[WHAT IS BEING ASKED]:
Extract every line below that contains the string "sign", copying each one in full.

Pointing and labeling entries:
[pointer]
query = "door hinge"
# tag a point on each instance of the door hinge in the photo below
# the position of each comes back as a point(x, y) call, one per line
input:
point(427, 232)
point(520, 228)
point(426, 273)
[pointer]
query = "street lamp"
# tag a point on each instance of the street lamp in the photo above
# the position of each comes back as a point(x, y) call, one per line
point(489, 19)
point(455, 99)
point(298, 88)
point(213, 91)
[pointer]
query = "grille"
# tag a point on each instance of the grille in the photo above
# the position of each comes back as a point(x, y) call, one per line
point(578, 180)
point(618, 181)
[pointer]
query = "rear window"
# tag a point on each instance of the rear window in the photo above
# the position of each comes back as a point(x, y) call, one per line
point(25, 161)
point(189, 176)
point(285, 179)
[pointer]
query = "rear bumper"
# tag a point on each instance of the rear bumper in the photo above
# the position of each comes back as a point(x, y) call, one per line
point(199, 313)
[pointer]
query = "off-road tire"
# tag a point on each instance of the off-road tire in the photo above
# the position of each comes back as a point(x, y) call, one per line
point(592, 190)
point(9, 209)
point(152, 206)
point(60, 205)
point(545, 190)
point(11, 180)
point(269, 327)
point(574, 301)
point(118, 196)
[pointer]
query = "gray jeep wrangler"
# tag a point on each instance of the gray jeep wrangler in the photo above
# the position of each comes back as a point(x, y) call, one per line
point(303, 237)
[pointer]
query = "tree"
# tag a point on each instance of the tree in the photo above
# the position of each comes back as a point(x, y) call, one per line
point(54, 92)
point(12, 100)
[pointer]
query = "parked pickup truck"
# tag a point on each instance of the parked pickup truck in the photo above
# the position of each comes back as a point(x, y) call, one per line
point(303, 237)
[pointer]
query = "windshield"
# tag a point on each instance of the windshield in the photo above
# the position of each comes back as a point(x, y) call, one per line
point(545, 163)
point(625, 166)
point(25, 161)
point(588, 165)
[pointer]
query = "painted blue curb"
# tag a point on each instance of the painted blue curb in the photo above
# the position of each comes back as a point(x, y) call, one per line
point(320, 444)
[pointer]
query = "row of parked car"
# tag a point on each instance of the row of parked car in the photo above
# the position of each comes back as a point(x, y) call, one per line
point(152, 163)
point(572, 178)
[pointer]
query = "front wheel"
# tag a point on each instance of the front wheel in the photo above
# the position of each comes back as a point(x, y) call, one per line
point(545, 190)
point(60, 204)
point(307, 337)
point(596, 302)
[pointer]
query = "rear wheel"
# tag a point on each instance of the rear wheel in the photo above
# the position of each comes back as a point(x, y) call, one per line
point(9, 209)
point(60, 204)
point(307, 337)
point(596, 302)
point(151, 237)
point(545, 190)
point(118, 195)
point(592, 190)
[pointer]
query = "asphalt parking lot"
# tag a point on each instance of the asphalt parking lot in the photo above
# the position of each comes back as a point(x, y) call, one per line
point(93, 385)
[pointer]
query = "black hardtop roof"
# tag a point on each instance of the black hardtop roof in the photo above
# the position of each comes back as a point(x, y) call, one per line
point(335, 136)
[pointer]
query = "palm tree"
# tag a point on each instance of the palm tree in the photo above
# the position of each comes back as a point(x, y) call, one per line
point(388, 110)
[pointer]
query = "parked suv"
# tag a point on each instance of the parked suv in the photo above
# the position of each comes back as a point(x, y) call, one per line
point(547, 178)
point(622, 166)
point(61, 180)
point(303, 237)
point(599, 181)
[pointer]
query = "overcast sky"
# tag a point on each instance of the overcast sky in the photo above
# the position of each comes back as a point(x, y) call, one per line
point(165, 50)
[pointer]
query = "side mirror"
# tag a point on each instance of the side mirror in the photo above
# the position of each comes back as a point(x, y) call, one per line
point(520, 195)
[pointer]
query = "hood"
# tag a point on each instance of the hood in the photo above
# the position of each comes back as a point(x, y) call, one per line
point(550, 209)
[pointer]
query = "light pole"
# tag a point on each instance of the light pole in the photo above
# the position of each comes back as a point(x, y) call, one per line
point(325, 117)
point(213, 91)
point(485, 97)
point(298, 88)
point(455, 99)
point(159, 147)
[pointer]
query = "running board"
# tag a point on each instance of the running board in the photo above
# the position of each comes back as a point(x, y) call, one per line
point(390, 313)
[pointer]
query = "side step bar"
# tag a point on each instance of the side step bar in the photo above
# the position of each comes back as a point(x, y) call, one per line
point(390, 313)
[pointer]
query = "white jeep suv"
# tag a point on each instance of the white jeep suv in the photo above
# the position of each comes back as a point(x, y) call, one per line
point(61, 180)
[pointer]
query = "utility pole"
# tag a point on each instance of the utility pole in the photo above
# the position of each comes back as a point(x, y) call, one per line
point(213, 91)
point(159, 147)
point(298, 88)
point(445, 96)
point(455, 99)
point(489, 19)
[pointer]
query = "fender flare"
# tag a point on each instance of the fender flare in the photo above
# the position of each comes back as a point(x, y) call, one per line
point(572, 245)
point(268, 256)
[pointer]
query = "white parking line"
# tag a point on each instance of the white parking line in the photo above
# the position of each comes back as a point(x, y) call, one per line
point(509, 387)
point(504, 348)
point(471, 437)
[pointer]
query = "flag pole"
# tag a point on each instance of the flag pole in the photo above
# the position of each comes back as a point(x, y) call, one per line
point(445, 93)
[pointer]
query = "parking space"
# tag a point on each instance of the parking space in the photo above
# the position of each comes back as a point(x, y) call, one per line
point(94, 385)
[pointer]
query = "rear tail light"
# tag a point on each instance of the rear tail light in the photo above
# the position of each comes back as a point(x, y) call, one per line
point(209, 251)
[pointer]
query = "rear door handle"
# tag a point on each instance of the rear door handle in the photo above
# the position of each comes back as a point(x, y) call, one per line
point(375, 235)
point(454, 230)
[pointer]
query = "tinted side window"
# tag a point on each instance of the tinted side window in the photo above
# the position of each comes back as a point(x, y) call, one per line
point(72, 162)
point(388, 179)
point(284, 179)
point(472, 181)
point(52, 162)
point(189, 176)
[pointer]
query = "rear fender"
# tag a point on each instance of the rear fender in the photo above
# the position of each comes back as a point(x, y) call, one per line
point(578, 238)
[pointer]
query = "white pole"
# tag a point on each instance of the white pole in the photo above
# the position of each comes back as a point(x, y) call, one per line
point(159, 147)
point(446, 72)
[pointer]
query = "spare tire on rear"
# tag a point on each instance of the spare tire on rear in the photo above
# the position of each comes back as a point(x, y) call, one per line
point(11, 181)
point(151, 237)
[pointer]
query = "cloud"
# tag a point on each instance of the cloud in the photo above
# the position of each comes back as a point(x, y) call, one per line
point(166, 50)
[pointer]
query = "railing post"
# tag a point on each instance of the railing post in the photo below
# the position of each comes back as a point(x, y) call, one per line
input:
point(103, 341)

---

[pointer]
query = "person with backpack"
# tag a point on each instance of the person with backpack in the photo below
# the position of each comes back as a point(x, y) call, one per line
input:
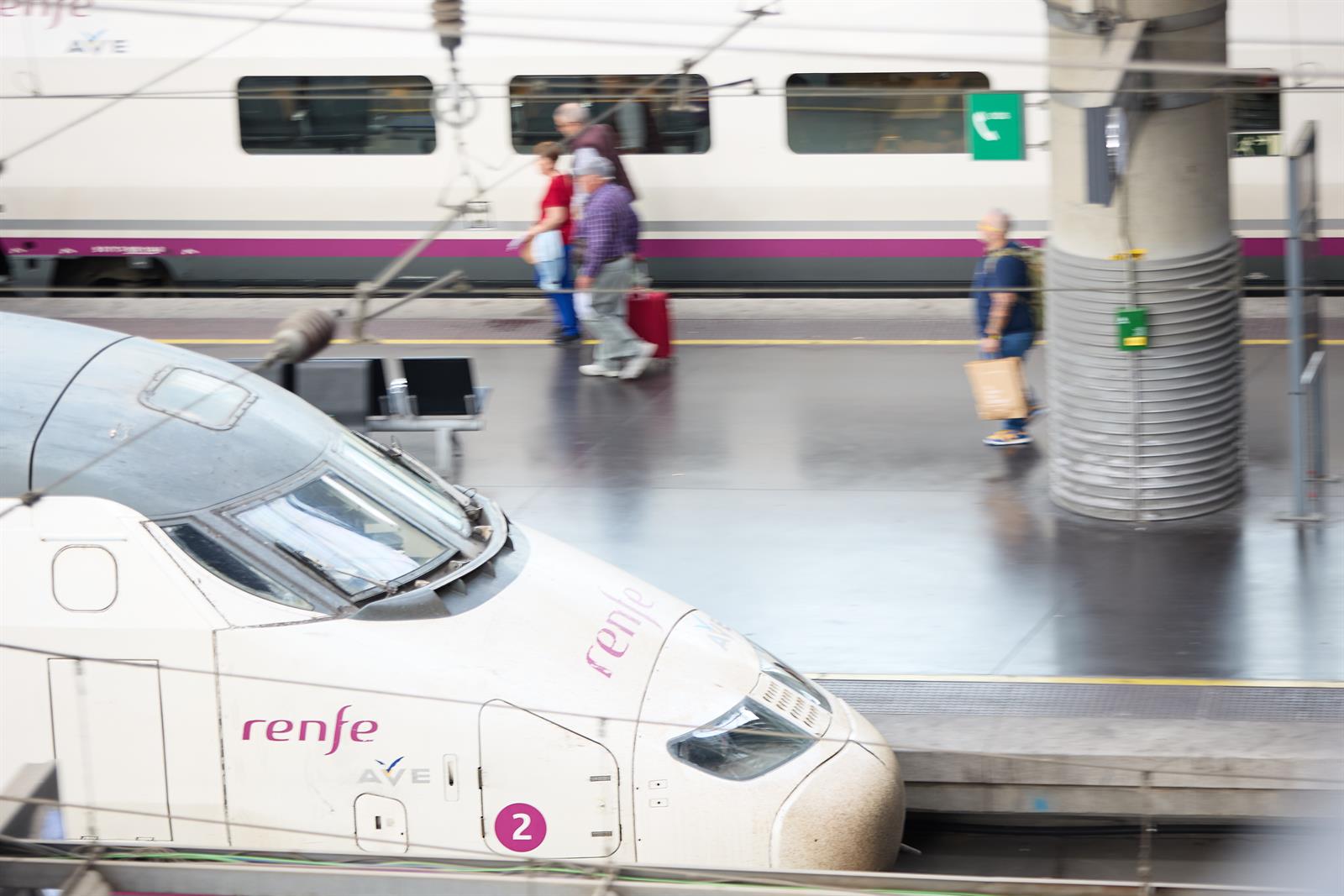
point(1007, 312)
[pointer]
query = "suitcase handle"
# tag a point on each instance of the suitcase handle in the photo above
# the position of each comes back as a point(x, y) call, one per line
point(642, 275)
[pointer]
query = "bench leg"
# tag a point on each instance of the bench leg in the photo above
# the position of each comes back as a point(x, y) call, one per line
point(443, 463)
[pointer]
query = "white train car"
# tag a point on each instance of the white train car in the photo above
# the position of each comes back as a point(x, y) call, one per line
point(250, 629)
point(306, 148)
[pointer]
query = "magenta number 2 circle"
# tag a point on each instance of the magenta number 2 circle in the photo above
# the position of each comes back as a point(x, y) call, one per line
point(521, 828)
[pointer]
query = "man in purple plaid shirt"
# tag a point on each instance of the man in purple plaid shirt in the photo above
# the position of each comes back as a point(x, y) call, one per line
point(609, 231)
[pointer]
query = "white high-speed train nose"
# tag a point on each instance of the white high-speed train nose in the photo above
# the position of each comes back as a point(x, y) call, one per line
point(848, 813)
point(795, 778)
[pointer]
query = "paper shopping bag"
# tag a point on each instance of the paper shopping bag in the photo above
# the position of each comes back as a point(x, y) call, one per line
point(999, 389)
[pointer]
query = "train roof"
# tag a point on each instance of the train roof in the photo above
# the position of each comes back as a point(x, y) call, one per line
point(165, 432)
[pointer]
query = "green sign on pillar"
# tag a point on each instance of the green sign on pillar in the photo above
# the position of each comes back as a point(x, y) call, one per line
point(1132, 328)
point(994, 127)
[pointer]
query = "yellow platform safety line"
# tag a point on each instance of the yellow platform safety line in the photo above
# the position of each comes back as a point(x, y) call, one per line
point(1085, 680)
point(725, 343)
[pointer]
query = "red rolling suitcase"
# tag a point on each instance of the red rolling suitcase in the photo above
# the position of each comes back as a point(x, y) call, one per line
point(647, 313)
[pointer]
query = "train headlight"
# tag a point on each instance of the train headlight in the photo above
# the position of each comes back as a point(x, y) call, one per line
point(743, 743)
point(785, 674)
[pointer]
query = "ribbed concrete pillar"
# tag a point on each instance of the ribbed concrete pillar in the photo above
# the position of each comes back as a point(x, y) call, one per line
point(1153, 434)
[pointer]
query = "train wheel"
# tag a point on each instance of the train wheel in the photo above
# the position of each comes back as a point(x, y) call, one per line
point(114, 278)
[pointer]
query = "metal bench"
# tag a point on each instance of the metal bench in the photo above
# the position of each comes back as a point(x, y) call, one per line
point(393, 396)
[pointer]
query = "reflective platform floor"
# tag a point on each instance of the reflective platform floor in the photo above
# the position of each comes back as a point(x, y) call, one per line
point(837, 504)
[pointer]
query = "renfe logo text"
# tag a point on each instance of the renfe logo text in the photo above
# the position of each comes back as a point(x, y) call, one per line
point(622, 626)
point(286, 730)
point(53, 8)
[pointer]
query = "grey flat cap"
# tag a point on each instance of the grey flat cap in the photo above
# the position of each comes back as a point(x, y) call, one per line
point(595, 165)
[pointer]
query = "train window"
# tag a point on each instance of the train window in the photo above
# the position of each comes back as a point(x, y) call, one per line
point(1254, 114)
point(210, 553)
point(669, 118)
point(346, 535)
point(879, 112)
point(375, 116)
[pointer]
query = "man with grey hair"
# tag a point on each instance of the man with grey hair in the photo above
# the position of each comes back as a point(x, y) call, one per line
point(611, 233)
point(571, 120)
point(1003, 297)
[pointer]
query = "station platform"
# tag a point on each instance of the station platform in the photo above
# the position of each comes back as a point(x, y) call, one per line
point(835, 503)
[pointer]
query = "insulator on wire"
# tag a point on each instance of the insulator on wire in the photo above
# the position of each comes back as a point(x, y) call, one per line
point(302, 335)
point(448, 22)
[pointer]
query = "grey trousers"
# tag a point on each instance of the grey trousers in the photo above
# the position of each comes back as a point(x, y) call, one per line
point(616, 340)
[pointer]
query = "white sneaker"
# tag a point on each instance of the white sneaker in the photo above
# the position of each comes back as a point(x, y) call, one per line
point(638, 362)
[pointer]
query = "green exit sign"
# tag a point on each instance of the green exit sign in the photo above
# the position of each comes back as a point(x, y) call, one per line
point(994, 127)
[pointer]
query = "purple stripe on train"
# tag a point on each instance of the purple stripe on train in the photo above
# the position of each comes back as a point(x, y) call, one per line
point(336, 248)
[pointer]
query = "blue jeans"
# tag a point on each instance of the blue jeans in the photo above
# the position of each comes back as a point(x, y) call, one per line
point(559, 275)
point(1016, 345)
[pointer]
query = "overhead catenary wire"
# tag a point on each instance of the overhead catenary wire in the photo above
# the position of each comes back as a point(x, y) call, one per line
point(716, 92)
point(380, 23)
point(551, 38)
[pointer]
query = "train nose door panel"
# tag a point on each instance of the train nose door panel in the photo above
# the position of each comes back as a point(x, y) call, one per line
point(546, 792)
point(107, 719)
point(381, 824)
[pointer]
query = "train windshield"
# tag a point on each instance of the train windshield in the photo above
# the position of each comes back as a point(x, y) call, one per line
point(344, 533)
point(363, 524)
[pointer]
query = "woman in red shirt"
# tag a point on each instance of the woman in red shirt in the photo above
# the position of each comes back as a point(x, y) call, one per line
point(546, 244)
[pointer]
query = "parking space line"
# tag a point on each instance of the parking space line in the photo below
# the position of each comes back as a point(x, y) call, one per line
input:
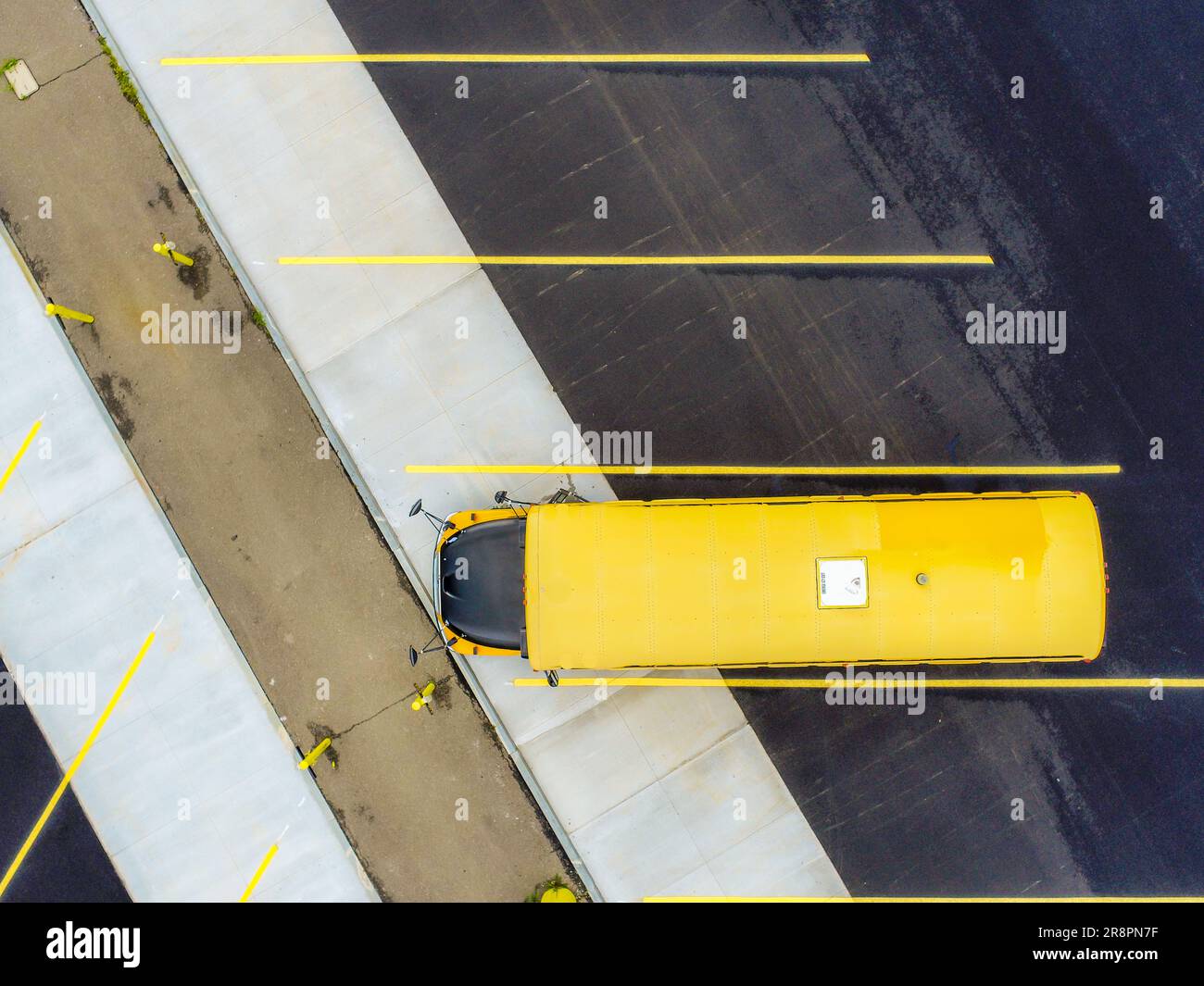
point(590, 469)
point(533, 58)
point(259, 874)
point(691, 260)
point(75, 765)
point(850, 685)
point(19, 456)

[WORKED SOLUTION]:
query = "green sign on pillar"
# tag a point on each instance of the green sign on pillar in the photo above
query = "green exit sign"
# tag a point on each instance of the green exit sign in the photo above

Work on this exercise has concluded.